### Task data
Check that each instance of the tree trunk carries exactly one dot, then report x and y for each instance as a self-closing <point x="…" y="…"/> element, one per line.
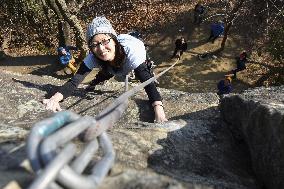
<point x="229" y="22"/>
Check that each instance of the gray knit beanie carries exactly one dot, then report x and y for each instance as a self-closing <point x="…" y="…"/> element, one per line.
<point x="99" y="25"/>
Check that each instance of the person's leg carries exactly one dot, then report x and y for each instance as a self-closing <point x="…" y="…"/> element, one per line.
<point x="175" y="53"/>
<point x="211" y="35"/>
<point x="71" y="65"/>
<point x="214" y="38"/>
<point x="195" y="18"/>
<point x="180" y="54"/>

### Assigned task
Your reply should be the entries copied exactly, with all images omitted.

### Completed task
Check that each instance of the tree trunk carries exactly one dot, then report x and y for each instance as a self-closing <point x="…" y="…"/> element, one per line.
<point x="229" y="22"/>
Check that each instance of the gray knit beanie carries exactly one dot, then report x and y for each instance as a self-closing <point x="…" y="…"/> element, one per line.
<point x="99" y="25"/>
Check that each instance of the person's leg carries exactly one dot, then report x and y for each instance as a self-closing <point x="…" y="…"/> element, one per line.
<point x="175" y="53"/>
<point x="211" y="35"/>
<point x="71" y="65"/>
<point x="214" y="38"/>
<point x="195" y="18"/>
<point x="180" y="54"/>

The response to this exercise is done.